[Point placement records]
╭──

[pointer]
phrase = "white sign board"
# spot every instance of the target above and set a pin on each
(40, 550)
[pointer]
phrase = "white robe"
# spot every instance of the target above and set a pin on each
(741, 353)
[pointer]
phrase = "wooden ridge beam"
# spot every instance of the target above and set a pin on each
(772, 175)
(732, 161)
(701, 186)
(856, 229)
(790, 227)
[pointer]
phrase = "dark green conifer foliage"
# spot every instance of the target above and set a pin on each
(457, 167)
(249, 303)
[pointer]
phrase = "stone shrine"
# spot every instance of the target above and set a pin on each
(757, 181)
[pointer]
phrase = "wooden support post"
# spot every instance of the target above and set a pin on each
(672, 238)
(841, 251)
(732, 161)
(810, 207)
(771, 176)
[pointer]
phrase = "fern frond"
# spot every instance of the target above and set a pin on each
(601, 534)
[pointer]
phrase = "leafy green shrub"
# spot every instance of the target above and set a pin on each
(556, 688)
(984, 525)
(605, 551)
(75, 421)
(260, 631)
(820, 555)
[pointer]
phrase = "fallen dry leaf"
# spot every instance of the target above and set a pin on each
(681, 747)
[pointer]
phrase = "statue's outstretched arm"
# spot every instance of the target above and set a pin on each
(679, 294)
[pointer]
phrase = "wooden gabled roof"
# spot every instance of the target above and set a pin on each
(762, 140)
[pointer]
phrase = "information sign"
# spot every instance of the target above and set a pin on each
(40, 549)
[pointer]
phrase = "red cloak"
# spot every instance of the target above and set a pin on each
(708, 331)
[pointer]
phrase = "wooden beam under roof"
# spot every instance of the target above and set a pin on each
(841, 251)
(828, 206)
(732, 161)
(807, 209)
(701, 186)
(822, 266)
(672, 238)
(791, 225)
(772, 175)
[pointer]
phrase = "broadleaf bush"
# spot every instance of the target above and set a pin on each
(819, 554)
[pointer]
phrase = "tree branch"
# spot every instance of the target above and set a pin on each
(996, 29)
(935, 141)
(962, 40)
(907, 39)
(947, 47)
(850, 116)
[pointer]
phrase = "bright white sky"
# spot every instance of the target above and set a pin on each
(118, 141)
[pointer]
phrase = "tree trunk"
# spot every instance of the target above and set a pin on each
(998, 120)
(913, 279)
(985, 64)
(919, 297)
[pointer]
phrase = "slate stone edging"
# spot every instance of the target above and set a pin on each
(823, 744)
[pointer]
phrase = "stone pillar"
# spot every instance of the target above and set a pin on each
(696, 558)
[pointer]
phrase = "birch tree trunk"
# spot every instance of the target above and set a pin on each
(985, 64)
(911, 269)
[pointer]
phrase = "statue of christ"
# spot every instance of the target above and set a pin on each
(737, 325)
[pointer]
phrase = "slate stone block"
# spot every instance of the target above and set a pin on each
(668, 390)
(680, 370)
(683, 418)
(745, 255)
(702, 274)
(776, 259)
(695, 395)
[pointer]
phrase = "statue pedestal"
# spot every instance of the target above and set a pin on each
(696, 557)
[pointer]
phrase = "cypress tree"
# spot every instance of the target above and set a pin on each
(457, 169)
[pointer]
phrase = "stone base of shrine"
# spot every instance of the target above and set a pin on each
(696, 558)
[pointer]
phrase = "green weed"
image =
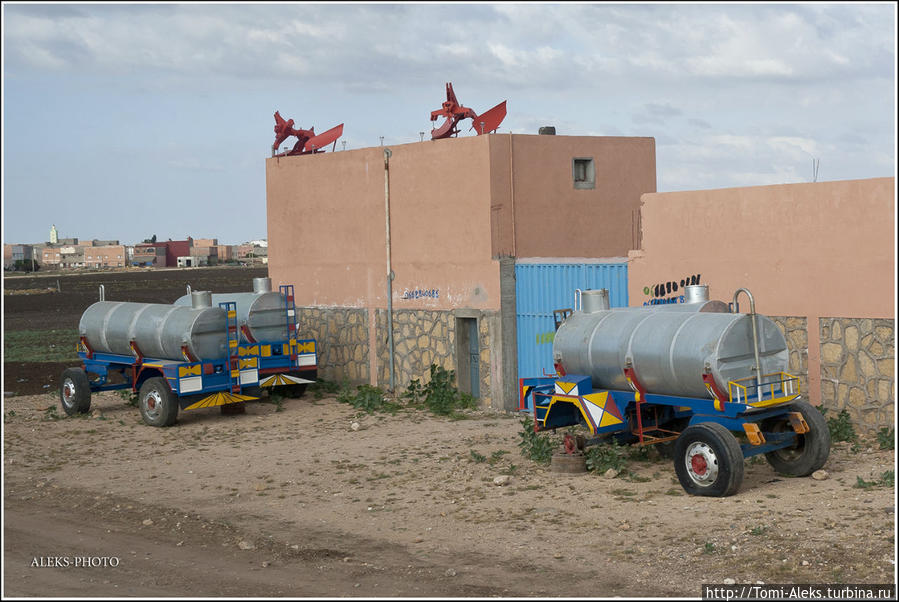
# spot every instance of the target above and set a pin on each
(886, 438)
(367, 398)
(887, 479)
(533, 445)
(129, 397)
(440, 395)
(40, 345)
(840, 427)
(52, 414)
(322, 387)
(603, 456)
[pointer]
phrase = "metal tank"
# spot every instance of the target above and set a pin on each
(159, 330)
(668, 350)
(262, 311)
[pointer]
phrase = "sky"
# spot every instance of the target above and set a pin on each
(121, 121)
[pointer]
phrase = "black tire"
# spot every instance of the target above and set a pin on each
(233, 409)
(708, 460)
(811, 449)
(158, 405)
(74, 391)
(291, 391)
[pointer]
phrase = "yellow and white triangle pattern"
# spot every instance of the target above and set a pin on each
(219, 399)
(594, 404)
(565, 388)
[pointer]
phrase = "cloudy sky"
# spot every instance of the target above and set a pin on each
(122, 121)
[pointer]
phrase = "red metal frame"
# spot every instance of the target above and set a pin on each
(307, 140)
(454, 112)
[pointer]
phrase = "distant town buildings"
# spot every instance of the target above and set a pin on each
(70, 253)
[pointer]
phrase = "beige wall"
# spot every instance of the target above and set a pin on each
(326, 226)
(111, 256)
(817, 250)
(551, 217)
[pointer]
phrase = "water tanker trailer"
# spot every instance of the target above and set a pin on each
(700, 378)
(186, 356)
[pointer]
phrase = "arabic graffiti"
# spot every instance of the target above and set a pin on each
(418, 293)
(666, 288)
(662, 293)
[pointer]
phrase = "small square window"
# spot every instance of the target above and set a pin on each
(583, 173)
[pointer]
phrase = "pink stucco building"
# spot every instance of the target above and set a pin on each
(460, 211)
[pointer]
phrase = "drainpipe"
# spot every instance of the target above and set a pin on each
(387, 154)
(755, 335)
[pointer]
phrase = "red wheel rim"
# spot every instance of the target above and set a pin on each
(698, 464)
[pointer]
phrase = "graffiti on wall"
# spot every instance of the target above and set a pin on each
(433, 293)
(665, 292)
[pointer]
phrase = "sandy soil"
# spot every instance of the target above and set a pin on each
(298, 503)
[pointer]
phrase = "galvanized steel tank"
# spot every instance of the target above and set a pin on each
(669, 350)
(261, 311)
(158, 329)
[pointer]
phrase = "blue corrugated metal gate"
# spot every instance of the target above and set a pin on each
(542, 287)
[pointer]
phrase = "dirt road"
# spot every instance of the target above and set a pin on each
(299, 503)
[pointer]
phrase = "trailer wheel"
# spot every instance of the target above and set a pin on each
(708, 460)
(75, 391)
(158, 406)
(810, 450)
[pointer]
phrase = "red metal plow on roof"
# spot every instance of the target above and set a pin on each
(307, 141)
(454, 112)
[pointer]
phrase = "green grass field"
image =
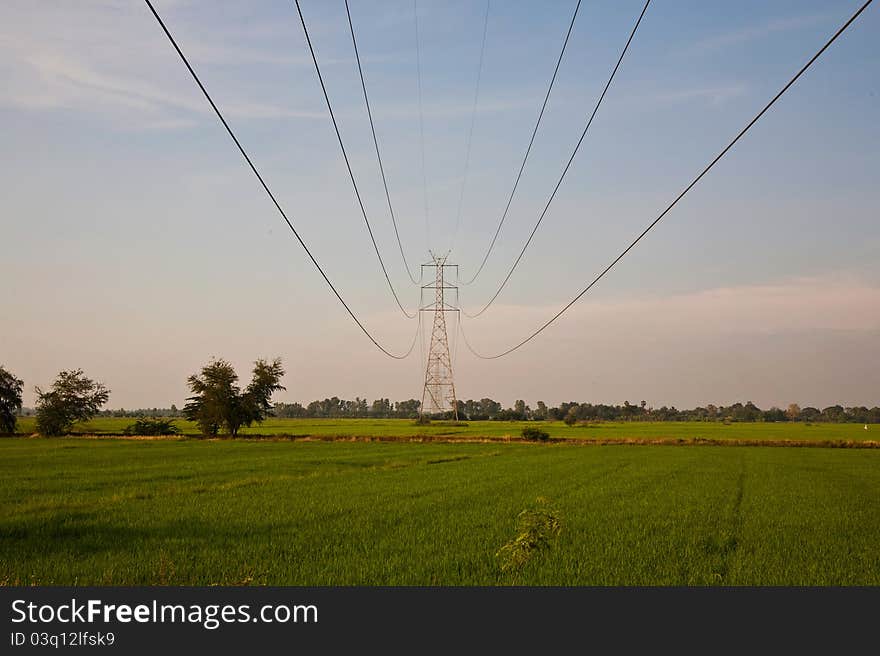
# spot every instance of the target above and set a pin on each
(597, 430)
(78, 511)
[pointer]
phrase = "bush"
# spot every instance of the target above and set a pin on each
(145, 426)
(72, 398)
(535, 435)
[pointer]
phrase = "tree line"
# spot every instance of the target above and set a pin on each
(218, 403)
(572, 412)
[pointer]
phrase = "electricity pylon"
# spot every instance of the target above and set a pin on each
(438, 394)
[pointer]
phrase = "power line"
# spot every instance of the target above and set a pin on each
(376, 144)
(682, 194)
(529, 149)
(268, 191)
(421, 123)
(567, 166)
(467, 157)
(357, 192)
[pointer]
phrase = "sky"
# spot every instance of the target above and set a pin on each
(136, 244)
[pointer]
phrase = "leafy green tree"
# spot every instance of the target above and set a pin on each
(219, 402)
(72, 398)
(10, 400)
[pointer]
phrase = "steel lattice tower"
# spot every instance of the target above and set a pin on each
(438, 394)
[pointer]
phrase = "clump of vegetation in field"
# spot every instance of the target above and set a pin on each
(10, 400)
(72, 398)
(534, 434)
(219, 402)
(149, 426)
(536, 528)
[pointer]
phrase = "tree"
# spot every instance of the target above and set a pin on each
(218, 401)
(10, 400)
(72, 398)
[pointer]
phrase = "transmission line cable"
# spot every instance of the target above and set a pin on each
(528, 149)
(421, 124)
(357, 192)
(467, 157)
(376, 144)
(268, 191)
(680, 195)
(567, 166)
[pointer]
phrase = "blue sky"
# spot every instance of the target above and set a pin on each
(136, 243)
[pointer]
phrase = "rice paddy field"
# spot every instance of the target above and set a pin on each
(637, 430)
(299, 512)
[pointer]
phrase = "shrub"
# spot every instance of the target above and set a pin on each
(535, 434)
(146, 426)
(536, 529)
(72, 398)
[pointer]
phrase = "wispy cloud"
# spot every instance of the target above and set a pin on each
(102, 60)
(810, 304)
(754, 32)
(713, 95)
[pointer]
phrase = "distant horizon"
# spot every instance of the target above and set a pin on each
(137, 244)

╰──

**Exercise goal**
Tally the lines of the material above that contain the string "blue", treating uppercase and lowercase as different, and give only the number.

**Exercise solution**
2